[WORK INSTRUCTIONS]:
Find "tag the dry" in the data below; transcribe the line it appears on and each line after it, exactly, to the end, and nothing else.

[PROVIDED DATA]:
----
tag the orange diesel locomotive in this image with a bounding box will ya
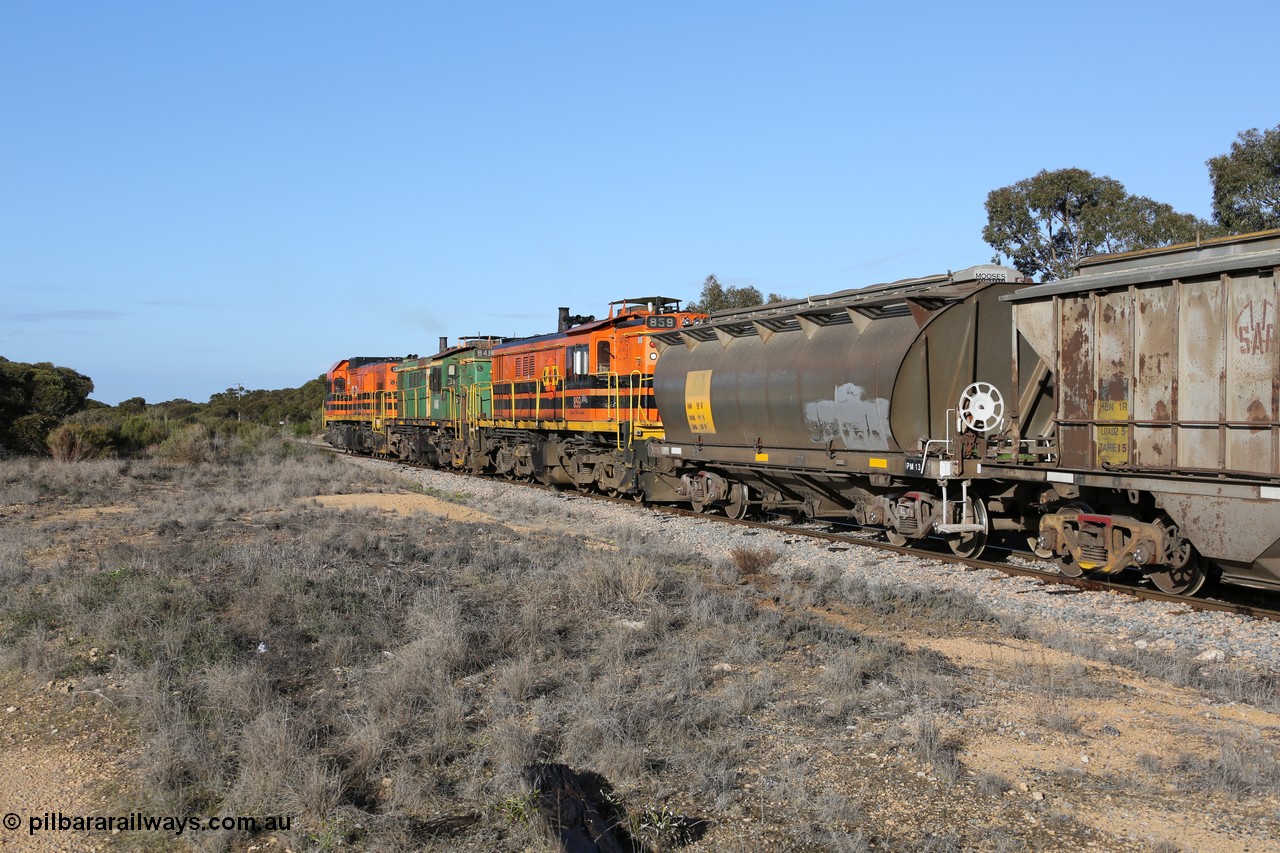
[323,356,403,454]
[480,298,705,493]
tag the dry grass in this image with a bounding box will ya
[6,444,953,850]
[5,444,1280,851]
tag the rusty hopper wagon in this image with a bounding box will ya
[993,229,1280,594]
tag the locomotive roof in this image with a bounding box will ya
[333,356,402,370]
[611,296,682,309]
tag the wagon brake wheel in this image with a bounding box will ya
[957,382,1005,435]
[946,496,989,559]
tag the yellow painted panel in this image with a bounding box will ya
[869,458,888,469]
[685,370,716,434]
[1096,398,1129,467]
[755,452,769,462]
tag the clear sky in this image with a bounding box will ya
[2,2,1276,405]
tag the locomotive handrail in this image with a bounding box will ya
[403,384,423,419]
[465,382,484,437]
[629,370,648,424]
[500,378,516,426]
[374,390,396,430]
----
[REPLY]:
tag the dry grass in this image with a bounding box will ya
[6,444,953,850]
[5,444,1280,851]
tag the rusty hopper wagon in this image with a bounding box will ya
[993,229,1280,594]
tag the locomotive roof in this image with a bounding box will ya
[333,356,402,370]
[611,296,682,309]
tag the wagon brake wheel in this image with a bounding box will ya
[957,382,1005,435]
[946,496,989,559]
tag the yellow painted panel in this image with a bounding box will ya
[869,458,888,469]
[685,370,716,434]
[1096,398,1129,467]
[755,452,769,462]
tag the clear sky in this image with a bounding box will ya
[2,2,1276,405]
tag the locomotive handrail in this image with a bounding box will ya
[403,384,423,419]
[465,382,484,437]
[629,370,648,424]
[500,378,516,426]
[374,390,396,430]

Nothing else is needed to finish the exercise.